• _The request_
Gather every line of the records below that contains the word "green". Case counts, so only lines with that exact capitalization qualify.

### Records for processing

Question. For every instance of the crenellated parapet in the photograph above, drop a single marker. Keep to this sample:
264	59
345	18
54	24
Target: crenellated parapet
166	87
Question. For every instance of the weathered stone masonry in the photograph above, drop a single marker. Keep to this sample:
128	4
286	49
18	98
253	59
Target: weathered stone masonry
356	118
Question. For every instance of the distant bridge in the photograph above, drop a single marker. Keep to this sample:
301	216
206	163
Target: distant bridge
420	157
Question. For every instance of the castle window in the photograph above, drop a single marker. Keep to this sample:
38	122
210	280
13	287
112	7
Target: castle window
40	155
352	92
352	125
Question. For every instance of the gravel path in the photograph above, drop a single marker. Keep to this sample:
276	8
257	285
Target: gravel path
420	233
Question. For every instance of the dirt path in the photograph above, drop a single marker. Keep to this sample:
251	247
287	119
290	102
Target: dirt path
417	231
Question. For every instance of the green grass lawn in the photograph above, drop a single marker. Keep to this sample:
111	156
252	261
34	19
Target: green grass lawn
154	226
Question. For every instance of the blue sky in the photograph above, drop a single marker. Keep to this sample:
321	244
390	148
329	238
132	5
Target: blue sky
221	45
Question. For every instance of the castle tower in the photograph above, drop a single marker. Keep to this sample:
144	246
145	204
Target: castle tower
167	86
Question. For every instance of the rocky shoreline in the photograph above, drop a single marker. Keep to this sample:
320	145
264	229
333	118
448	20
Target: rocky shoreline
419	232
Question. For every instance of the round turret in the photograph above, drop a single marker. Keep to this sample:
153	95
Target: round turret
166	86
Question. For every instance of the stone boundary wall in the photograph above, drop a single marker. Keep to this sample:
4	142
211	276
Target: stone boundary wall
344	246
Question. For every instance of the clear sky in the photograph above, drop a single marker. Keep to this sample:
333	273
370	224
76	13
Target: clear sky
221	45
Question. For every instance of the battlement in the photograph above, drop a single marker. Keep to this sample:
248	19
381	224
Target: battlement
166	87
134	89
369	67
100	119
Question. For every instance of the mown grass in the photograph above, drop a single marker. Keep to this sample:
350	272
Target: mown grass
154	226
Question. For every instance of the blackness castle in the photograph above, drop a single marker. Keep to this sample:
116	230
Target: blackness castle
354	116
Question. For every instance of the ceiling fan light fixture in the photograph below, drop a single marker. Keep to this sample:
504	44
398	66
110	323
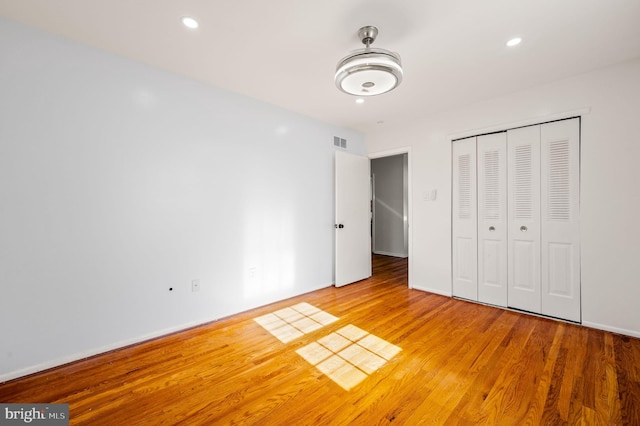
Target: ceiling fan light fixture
369	71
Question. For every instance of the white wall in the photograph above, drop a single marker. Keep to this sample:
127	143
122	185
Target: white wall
119	181
390	192
610	198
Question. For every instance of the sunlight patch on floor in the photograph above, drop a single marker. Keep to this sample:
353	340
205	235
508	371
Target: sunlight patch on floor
295	321
349	355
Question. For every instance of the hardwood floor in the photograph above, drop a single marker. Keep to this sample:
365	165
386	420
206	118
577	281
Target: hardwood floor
459	363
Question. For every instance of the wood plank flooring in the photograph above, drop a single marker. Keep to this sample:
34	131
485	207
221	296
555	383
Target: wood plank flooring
460	363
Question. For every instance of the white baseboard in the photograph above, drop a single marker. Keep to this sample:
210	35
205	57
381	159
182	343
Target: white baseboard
431	290
121	344
632	333
97	351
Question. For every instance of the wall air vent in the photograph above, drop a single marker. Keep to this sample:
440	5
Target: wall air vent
339	142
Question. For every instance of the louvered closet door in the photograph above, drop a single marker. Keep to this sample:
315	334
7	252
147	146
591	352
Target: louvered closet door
464	220
523	161
492	218
560	175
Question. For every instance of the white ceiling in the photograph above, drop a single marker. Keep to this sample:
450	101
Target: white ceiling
284	51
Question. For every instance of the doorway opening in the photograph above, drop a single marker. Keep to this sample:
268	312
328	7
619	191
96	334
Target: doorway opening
390	200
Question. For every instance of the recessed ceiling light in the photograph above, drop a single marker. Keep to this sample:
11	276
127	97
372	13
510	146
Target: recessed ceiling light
189	22
514	41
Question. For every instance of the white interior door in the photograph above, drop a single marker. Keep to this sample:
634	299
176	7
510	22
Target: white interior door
492	218
353	218
464	220
523	160
560	179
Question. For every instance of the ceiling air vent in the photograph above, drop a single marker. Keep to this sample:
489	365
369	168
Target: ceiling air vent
339	142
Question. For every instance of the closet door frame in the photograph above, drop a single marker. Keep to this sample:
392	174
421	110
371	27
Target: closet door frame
492	218
464	232
575	254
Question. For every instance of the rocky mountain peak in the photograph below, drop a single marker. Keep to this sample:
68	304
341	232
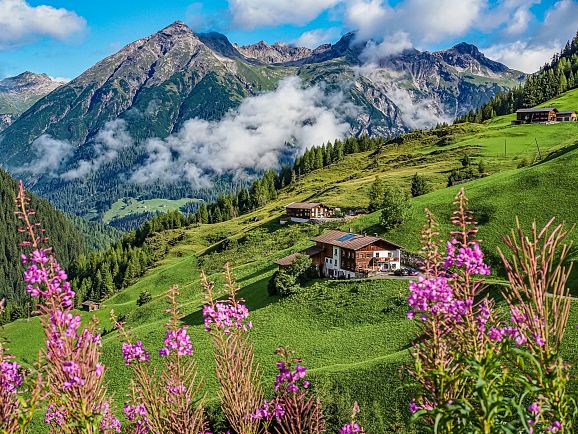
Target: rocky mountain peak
176	28
29	82
465	48
467	57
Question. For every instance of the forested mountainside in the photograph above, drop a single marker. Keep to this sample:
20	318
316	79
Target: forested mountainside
66	238
19	93
553	79
103	120
72	237
366	318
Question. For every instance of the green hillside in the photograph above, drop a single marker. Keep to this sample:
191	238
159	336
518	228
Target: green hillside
352	334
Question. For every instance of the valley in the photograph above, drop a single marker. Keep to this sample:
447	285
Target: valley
327	172
356	331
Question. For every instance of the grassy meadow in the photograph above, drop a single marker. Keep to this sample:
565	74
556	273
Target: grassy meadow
353	335
129	206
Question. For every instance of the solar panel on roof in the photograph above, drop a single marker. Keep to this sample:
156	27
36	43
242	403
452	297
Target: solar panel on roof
346	237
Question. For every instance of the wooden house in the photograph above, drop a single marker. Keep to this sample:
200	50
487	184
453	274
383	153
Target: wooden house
90	305
536	115
567	116
302	212
349	255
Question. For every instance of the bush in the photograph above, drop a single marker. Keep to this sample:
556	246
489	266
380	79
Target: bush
143	298
287	281
419	185
523	163
394	208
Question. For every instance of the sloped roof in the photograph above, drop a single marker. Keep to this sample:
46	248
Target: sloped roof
351	241
537	110
304	205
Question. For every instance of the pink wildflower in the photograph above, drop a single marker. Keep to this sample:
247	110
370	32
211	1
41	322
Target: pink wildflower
178	341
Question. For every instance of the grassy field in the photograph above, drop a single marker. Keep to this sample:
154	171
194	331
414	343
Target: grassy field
128	206
353	335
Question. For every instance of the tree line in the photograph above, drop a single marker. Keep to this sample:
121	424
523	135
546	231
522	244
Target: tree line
553	79
67	240
99	275
264	189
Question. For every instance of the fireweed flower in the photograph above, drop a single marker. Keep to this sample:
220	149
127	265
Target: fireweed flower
55	414
226	316
108	422
10	377
177	340
435	296
132	352
470	257
46	279
138	415
73	357
72	372
534	408
351	428
554	426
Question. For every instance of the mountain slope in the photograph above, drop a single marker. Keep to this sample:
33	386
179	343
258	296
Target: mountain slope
154	85
19	93
351	334
68	241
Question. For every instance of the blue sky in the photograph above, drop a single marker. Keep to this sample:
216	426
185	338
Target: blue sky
64	37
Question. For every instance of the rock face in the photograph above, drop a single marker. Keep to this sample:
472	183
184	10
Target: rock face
157	83
18	94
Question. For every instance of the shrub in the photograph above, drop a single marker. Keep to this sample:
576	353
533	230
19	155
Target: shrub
288	280
394	208
419	186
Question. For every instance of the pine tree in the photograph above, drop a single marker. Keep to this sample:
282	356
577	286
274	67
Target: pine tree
376	192
419	185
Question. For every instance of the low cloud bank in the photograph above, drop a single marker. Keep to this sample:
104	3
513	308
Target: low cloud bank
108	142
255	136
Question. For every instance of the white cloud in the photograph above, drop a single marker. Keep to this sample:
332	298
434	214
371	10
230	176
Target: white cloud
521	55
22	23
543	40
560	22
391	30
314	38
109	141
249	14
50	154
415	110
520	20
256	135
390	46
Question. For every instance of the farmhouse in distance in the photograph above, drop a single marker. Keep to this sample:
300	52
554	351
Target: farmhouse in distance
303	212
543	115
348	255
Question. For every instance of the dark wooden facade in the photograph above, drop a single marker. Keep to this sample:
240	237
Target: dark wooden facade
308	211
536	115
566	116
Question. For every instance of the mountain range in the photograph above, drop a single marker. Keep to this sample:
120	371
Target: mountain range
19	93
81	144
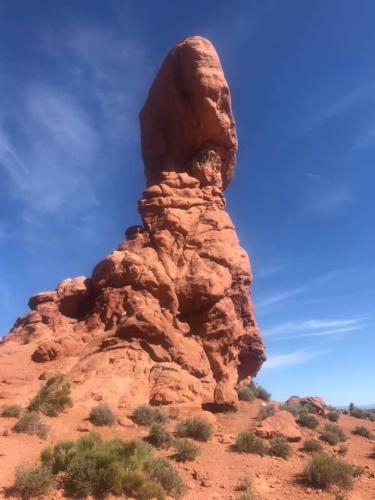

######

• _Written response_
Question. For every instance of the green grass lawn in the photograph above, drop a single marker. Keep to this sample:
Target: green grass lawn
Question. For every instance of the green hillside in the photograph above, drop a single marker. Keep to this sample:
Target: green hillside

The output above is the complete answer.